▶ SHORT PROBLEM:
Return the lines beginning at the one that contains "Would you be able to point out the willow" and continuing to the end of the entries, including both ends, exactly as written and nothing else.

Entries from a dataset

· · · · ·

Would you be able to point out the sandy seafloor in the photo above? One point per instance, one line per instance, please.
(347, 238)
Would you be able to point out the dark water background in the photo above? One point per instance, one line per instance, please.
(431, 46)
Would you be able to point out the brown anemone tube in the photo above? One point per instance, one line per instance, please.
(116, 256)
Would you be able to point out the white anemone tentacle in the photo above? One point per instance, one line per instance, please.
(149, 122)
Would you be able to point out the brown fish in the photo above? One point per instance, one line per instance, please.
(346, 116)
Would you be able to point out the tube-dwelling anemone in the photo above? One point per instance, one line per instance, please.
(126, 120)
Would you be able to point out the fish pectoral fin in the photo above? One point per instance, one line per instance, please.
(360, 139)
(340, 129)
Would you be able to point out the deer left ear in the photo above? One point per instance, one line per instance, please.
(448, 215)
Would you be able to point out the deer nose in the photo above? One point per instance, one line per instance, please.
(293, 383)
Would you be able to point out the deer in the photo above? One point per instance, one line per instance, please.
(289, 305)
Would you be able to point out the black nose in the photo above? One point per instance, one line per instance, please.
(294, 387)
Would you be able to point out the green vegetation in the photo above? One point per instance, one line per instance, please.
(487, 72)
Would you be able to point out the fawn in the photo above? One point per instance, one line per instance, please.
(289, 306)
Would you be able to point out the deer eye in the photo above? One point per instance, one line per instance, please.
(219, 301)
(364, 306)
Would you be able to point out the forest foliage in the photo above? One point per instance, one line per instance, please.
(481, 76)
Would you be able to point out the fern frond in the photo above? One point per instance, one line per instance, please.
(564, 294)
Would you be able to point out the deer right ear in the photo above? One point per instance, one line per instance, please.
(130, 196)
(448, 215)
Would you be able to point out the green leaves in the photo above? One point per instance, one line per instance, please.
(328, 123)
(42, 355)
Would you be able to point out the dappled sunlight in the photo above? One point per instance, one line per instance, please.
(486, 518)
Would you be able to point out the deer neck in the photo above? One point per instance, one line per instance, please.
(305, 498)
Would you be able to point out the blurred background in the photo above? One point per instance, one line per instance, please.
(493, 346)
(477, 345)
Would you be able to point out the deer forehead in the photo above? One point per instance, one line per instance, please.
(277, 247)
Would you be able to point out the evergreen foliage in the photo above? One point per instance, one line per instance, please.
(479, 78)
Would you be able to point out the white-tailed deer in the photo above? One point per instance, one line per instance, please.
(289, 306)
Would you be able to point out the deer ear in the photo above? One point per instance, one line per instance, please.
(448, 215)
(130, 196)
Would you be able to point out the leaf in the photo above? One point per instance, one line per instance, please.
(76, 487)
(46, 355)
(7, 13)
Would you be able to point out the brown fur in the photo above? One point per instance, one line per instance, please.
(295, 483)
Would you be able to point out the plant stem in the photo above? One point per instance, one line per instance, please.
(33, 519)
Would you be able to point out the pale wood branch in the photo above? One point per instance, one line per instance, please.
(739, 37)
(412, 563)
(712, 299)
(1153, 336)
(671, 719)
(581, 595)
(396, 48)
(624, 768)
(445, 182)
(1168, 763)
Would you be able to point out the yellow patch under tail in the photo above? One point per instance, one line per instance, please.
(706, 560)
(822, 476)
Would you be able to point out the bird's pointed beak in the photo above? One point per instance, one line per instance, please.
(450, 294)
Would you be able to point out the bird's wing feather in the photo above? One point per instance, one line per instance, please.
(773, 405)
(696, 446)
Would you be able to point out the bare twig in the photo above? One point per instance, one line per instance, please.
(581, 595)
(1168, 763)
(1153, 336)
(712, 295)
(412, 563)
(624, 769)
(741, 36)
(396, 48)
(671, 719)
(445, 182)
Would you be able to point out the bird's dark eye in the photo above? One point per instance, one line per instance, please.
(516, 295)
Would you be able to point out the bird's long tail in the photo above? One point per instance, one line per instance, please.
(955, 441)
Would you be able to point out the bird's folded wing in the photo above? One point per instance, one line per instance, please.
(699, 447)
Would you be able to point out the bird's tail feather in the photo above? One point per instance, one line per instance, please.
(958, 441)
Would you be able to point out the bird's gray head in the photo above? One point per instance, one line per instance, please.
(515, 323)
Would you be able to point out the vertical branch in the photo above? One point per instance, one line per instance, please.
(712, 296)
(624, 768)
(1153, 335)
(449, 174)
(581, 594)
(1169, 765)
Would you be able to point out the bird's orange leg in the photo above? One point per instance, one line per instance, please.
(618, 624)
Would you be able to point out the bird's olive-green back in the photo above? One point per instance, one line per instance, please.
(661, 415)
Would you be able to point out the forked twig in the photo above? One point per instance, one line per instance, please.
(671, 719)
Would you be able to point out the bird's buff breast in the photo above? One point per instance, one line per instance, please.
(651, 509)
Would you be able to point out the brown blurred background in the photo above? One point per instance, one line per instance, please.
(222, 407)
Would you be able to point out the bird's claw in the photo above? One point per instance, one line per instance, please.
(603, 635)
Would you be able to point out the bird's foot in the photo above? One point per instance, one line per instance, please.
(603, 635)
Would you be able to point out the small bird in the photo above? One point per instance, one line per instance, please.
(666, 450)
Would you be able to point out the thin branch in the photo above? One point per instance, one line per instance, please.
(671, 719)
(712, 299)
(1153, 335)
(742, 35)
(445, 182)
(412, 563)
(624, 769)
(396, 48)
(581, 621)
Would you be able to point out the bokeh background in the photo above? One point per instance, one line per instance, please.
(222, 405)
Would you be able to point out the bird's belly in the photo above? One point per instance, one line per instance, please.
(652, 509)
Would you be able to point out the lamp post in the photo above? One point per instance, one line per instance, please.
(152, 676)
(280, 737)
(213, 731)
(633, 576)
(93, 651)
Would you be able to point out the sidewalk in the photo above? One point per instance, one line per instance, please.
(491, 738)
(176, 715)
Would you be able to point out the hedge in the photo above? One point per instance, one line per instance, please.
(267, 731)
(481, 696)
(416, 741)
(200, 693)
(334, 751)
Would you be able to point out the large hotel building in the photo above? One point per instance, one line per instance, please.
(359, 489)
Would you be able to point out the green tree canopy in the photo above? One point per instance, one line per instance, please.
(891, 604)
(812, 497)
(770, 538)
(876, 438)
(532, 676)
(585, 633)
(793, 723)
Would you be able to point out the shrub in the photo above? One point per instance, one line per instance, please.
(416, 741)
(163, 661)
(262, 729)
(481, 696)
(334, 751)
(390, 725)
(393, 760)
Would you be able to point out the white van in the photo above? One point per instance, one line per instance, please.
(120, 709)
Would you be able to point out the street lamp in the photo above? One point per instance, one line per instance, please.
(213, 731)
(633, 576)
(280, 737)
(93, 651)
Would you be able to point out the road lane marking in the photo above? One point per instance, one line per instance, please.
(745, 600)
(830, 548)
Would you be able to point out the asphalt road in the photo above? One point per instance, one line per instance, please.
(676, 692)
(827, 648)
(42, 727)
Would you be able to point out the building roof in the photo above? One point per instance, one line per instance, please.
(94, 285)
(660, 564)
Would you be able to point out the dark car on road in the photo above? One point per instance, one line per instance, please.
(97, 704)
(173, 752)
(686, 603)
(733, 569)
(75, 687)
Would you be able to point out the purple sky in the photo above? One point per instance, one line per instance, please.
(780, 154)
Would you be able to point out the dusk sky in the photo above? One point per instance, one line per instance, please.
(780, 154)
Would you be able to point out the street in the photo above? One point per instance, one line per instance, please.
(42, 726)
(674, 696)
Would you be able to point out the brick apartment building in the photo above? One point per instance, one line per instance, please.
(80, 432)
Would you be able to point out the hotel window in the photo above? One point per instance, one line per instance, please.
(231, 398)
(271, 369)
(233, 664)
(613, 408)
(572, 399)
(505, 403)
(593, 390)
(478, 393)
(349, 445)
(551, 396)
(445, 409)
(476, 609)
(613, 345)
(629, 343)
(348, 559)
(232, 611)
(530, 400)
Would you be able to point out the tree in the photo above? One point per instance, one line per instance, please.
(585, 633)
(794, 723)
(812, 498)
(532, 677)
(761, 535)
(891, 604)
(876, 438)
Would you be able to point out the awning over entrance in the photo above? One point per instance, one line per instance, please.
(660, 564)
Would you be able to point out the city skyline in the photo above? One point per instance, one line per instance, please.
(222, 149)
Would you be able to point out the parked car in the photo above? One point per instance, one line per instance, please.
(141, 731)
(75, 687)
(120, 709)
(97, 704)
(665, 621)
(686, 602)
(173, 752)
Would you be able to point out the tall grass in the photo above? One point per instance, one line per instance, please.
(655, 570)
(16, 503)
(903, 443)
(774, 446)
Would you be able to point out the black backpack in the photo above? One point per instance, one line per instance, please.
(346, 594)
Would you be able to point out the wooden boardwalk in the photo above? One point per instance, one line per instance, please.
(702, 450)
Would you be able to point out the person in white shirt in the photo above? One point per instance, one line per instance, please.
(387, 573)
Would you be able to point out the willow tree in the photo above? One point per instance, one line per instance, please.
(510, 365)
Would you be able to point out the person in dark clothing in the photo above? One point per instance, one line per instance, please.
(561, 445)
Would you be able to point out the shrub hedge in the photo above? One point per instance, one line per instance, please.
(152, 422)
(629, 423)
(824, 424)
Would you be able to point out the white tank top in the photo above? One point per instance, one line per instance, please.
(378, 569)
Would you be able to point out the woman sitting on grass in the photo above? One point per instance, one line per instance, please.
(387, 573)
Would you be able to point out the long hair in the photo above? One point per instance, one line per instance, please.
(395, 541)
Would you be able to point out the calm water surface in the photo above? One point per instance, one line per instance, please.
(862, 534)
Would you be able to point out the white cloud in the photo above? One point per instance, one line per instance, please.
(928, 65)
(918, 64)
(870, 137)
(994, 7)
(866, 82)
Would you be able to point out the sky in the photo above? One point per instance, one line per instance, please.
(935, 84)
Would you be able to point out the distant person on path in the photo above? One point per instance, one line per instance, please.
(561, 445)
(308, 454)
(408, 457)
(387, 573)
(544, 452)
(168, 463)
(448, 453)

· · · · ·

▶ FINAL RESULT:
Would you be able to point out the willow tree in the photo above? One point per instance, one line per instance, please.
(510, 365)
Would you be able to point out the person in dark clothing in the photo above? One point per instance, one line per instance, please.
(561, 445)
Would you be able to point out the shrub hedge in the photo above? One point per instance, one line per instance, please.
(152, 422)
(629, 423)
(824, 424)
Would you be able to point out the white tank top in the photo above? One point per instance, one line per instance, please.
(378, 569)
Would you be able to point out the woman sitting on grass in the photo above? One point per instance, one line per instance, please.
(387, 573)
Would you be able to point out the long hair in the photo above? One point per instance, one line per instance, please.
(395, 541)
Would you be able to point out the calm water surface in the photo above? One point per instance, one line per instance, please.
(862, 534)
Would you be able to point out the white cloud in the photo above? One point per instance, one line per instance, please.
(928, 65)
(918, 64)
(870, 137)
(994, 7)
(866, 82)
Would you be able to point out the sky in the photo above? One point per instance, one line per instance, please.
(935, 84)
Would you be able to point out the distant person on path in the photo above? One point per instance, one line per instance, please.
(561, 445)
(308, 454)
(408, 457)
(387, 573)
(544, 452)
(168, 463)
(448, 453)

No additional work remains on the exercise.